Часть 2. (3)
Обозрев богатство Франции, войною стяженное, обратимся к Биографиям французских Генералов.
Начальники французской армии изумили всю Европу, и на них должно здесь обратить [60] особенное внимание. Из толпы народной, из мрака революциею вызванные, приобрели многие из них лавры бессмертия.
Стряпчие, ремесленники, отставные сержанты и проч., по отвержении исключительных преимуществ рождения, сделались Генералами. Всегда будут блистать в летописях мира знаменитые их имена. Я долгом почитаю упомянуть особенно здесь о тех, которые имели честь сражаться с нашим Героем. По великости своей души чтил он своих противников на поле славы поборниками. Они равномерно не вменяли себе в бесчестие быть побежденными никогда непобежденным. Генерал Серрюрье не иначе хотел принять свою шпагу, как из рук Суворова; и ее от него получил.
К числу сих Генералов принадлежат Моро, Серрюрье, Магдональд, Жуберт и Массена. Но так как я буду в своем месте говорить о победе, одержанной австрийским Генералом Краем над французским Шерером, то нужно будет упомянуть и об нем. [61]
Шерер.

-- Что сделать --
(a) Назовите всех французских генералов, которых отрывок упоминает по фамилии.
(b) Перепишите из отрывка слово в слово текст от «Стряпчие, ремесленники, отставные» до «от него получил.».
Строки никак не связаны с этим отрывком.

-- Список строк --
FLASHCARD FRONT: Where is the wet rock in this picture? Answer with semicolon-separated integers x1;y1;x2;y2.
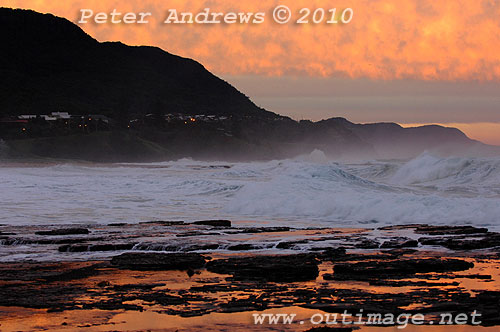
354;239;380;249
58;243;135;252
304;326;353;332
182;243;220;251
418;233;500;250
276;240;309;249
207;254;319;282
334;258;474;280
227;243;260;251
380;238;418;249
111;252;206;271
139;220;185;226
42;263;106;282
415;225;488;235
175;231;220;237
228;227;292;234
193;220;231;227
35;228;89;235
319;247;346;261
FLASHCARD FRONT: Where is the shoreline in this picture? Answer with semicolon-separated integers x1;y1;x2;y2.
0;220;500;331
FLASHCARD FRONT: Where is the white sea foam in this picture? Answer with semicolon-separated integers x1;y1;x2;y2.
0;151;500;230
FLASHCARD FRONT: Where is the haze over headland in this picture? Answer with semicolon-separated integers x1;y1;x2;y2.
2;0;500;145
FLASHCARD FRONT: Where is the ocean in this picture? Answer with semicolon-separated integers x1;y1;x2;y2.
0;150;500;231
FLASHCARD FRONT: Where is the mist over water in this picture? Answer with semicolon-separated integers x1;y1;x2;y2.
0;150;500;230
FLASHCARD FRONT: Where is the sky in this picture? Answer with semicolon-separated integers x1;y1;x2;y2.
0;0;500;145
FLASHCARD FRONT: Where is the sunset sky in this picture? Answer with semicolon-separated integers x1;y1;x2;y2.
0;0;500;145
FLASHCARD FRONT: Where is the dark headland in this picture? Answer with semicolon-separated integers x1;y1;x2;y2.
0;8;493;162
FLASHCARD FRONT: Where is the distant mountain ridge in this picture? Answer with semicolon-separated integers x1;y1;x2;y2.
0;8;274;116
0;8;498;161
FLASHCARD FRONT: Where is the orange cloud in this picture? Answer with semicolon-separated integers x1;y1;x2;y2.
2;0;500;81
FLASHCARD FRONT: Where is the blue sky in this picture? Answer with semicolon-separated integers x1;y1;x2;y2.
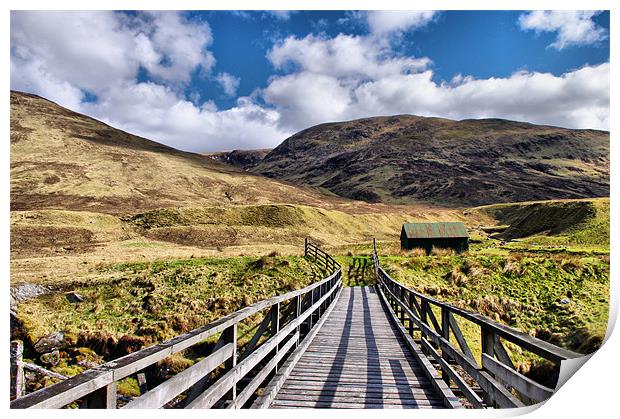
11;11;609;151
200;10;609;106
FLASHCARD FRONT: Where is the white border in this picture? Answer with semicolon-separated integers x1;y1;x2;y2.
0;0;620;418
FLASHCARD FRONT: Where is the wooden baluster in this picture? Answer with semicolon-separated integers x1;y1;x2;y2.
407;291;415;337
11;340;26;400
293;295;301;346
222;323;237;400
399;286;405;326
441;307;450;386
80;382;116;409
480;326;495;406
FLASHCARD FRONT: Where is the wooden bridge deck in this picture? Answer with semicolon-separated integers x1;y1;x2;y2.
271;287;444;408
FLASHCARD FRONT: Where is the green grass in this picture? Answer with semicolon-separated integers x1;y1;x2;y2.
18;256;316;354
381;253;609;360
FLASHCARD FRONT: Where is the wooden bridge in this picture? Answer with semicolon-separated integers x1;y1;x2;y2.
11;240;581;409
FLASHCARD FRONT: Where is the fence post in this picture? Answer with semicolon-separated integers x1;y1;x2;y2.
269;303;280;373
11;340;26;400
441;306;450;386
480;326;495;406
84;382;116;409
407;291;415;337
293;295;301;346
222;323;237;400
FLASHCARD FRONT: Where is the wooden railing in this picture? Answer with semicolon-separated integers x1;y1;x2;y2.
373;241;582;408
11;241;342;409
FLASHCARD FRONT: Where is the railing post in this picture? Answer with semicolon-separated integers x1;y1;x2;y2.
441;306;450;385
269;303;280;373
222;323;237;400
11;340;26;400
420;298;429;334
407;291;415;337
399;285;405;326
83;382;116;409
480;326;495;406
293;295;301;346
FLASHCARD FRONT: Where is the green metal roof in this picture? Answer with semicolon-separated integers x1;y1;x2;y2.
403;221;469;239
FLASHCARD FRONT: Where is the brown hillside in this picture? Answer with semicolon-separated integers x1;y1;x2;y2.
253;115;609;207
11;92;364;214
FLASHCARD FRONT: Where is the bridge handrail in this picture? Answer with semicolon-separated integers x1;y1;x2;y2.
373;240;583;407
10;241;342;409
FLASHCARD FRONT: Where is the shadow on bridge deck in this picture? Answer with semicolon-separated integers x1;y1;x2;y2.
271;287;444;408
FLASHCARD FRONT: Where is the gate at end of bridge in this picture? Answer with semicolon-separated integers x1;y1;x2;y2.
11;239;580;409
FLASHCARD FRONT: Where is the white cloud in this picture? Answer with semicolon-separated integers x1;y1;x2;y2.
261;29;609;131
83;83;291;151
11;11;291;151
215;73;240;96
135;12;215;83
268;10;297;20
263;59;609;131
366;10;438;34
519;10;607;50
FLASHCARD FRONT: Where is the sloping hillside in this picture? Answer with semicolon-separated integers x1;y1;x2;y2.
253;115;609;207
204;148;271;170
11;92;354;214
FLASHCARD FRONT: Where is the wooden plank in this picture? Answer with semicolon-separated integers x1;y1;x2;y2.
450;313;475;361
421;338;484;409
494;335;517;370
239;306;273;360
123;343;234;409
11;367;114;409
19;362;69;380
275;392;441;406
252;288;342;409
80;382;117;409
187;287;336;409
372;290;463;409
482;354;553;402
227;332;299;409
280;380;430;394
272;400;443;409
378;267;583;363
11;340;26;400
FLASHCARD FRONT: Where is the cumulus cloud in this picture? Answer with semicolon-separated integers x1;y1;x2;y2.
11;11;291;151
261;34;609;131
267;34;430;79
83;82;290;151
366;10;438;34
519;10;607;50
215;73;240;96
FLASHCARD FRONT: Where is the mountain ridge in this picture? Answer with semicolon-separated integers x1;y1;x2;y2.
251;115;609;207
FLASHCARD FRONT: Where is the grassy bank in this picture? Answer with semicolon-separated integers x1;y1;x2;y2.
381;253;609;360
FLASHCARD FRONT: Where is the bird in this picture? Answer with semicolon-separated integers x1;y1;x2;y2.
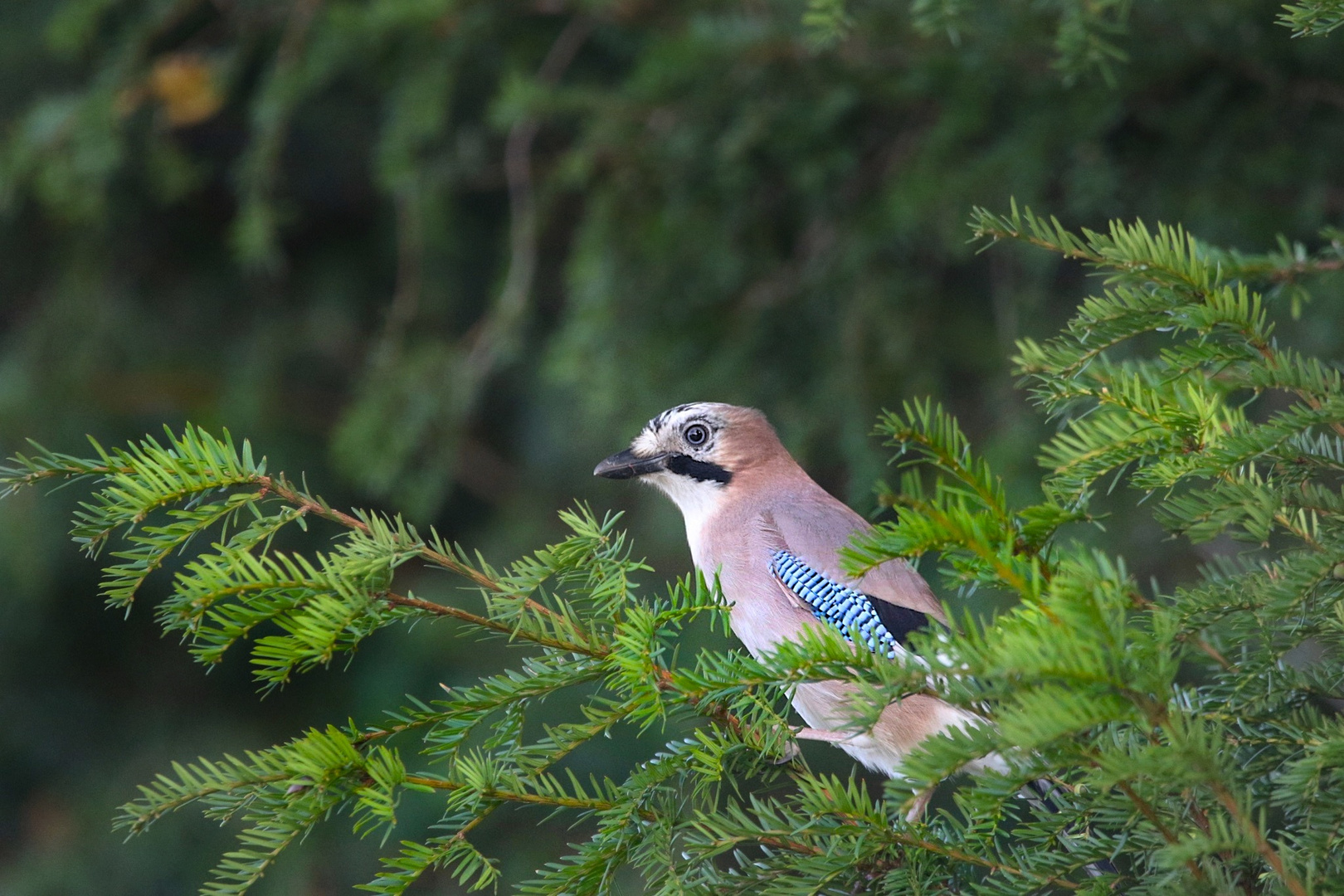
592;402;1001;820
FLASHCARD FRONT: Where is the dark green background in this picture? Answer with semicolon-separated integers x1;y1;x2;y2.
0;0;1344;896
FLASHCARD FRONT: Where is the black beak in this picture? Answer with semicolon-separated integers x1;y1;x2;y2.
592;449;668;480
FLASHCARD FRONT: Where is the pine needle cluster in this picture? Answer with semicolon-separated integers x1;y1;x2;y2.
0;207;1344;896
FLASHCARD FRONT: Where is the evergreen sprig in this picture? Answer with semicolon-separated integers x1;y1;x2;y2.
7;207;1344;896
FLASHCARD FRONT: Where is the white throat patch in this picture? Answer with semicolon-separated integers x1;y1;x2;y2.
641;471;724;575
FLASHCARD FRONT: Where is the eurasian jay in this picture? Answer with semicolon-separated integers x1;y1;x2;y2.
592;403;1001;801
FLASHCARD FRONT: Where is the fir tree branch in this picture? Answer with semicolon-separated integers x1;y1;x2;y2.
1208;781;1307;896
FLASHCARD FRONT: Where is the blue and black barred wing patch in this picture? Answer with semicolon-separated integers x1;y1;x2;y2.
770;551;928;658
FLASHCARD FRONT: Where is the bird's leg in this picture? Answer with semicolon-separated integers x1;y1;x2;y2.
900;787;934;825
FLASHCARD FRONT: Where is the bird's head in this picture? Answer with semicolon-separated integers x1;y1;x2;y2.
592;402;787;516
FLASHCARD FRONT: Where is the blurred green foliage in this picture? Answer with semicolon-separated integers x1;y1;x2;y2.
0;0;1344;894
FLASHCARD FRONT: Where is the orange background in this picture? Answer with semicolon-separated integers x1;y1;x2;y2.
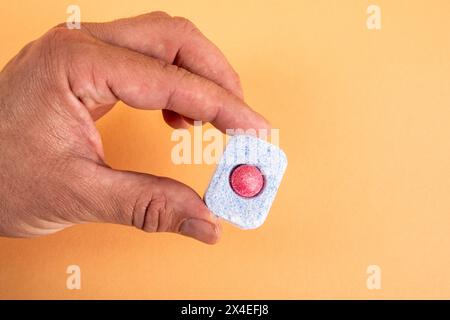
0;0;450;299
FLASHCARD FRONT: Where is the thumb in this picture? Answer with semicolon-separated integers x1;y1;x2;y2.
77;165;221;244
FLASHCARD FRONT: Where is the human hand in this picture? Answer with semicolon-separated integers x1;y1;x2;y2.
0;12;268;243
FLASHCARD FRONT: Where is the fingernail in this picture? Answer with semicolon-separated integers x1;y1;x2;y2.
180;219;219;244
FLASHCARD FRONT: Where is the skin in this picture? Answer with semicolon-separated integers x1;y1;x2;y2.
0;12;269;244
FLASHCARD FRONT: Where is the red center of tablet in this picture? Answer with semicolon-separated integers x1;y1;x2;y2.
230;164;264;198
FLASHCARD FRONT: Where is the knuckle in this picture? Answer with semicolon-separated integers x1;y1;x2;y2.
145;10;170;19
172;17;197;33
133;182;173;232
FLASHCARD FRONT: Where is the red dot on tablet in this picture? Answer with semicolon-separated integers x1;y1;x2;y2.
230;164;264;198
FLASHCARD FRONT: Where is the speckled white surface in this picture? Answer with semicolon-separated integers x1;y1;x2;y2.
204;135;287;229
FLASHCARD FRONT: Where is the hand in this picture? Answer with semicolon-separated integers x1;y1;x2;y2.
0;12;268;243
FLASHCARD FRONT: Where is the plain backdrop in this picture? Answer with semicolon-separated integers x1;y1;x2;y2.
0;0;450;299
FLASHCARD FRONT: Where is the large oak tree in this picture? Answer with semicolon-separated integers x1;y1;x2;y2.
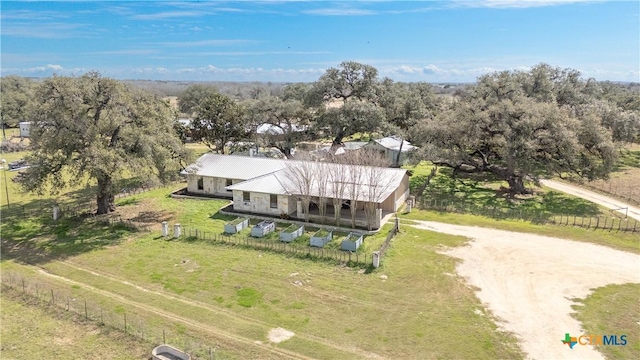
416;65;616;194
22;73;186;214
178;85;250;154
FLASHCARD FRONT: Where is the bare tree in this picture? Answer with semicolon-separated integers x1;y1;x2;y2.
327;157;347;226
358;150;391;230
314;162;330;223
285;155;317;222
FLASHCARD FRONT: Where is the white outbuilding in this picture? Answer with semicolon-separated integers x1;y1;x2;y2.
18;121;31;137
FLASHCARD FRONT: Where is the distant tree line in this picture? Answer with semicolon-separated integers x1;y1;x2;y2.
0;61;640;213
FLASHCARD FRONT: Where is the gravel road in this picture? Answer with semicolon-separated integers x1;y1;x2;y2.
414;221;640;359
540;180;640;221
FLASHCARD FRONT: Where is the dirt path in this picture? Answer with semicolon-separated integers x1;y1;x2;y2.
32;269;312;359
39;261;382;359
414;221;640;359
540;180;640;221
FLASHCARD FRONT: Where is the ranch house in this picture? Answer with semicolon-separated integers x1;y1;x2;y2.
184;154;409;229
364;136;416;165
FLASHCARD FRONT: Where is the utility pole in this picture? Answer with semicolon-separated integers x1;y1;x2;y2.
2;158;11;209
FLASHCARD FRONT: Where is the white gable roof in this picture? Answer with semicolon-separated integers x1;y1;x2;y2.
373;136;415;152
226;160;406;202
182;153;287;180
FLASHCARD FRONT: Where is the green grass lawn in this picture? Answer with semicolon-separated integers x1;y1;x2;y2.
0;287;152;360
400;209;640;254
2;228;522;359
0;153;640;359
572;284;640;359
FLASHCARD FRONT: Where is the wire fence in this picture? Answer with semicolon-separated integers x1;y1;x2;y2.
418;199;640;233
580;180;640;205
0;182;177;222
176;226;373;267
0;272;227;360
378;219;400;260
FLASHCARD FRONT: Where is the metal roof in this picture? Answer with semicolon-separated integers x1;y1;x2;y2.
226;160;406;202
373;136;415;152
182;153;287;180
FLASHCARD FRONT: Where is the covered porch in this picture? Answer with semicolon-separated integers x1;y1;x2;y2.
295;198;394;229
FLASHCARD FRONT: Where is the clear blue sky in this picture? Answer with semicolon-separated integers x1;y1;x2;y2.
0;0;640;82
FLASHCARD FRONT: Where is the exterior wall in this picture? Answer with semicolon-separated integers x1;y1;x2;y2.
233;190;295;216
394;174;409;211
380;174;409;212
18;122;31;137
187;174;243;197
187;174;216;196
380;191;396;212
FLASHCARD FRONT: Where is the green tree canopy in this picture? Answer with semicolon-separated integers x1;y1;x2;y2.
416;64;615;193
248;96;311;158
23;73;187;214
186;85;250;154
0;75;36;127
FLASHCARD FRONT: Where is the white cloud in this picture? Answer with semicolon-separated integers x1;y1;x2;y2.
450;0;597;9
131;11;206;20
2;23;87;39
0;64;87;77
302;8;378;16
158;39;258;47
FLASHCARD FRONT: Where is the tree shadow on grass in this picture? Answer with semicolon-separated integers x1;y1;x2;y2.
1;214;136;265
422;171;601;219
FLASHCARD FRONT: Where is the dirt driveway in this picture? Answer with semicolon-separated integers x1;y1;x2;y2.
415;221;640;359
540;180;640;221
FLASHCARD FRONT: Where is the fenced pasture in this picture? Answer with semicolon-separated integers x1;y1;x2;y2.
418;199;640;233
178;219;398;267
579;167;640;205
1;227;521;359
1;272;228;360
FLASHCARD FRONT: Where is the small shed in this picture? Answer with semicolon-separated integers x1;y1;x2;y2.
280;224;304;242
251;220;276;237
340;232;363;251
309;229;333;247
151;345;191;360
224;217;249;234
18;121;31;137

-- Ответы по заданиям --
(a) Серрюрье, Моро, Магдональд, Жуберт, Массена, Шерер

(b)
Стряпчие, ремесленники, отставные сержанты и проч., по отвержении исключительных преимуществ рождения, сделались Генералами. Всегда будут блистать в летописях мира знаменитые их имена. Я долгом почитаю упомянуть особенно здесь о тех, которые имели честь сражаться с нашим Героем. По великости своей души чтил он своих противников на поле славы поборниками. Они равномерно не вменяли себе в бесчестие быть побежденными никогда непобежденным. Генерал Серрюрье не иначе хотел принять свою шпагу, как из рук Суворова; и ее от него получил.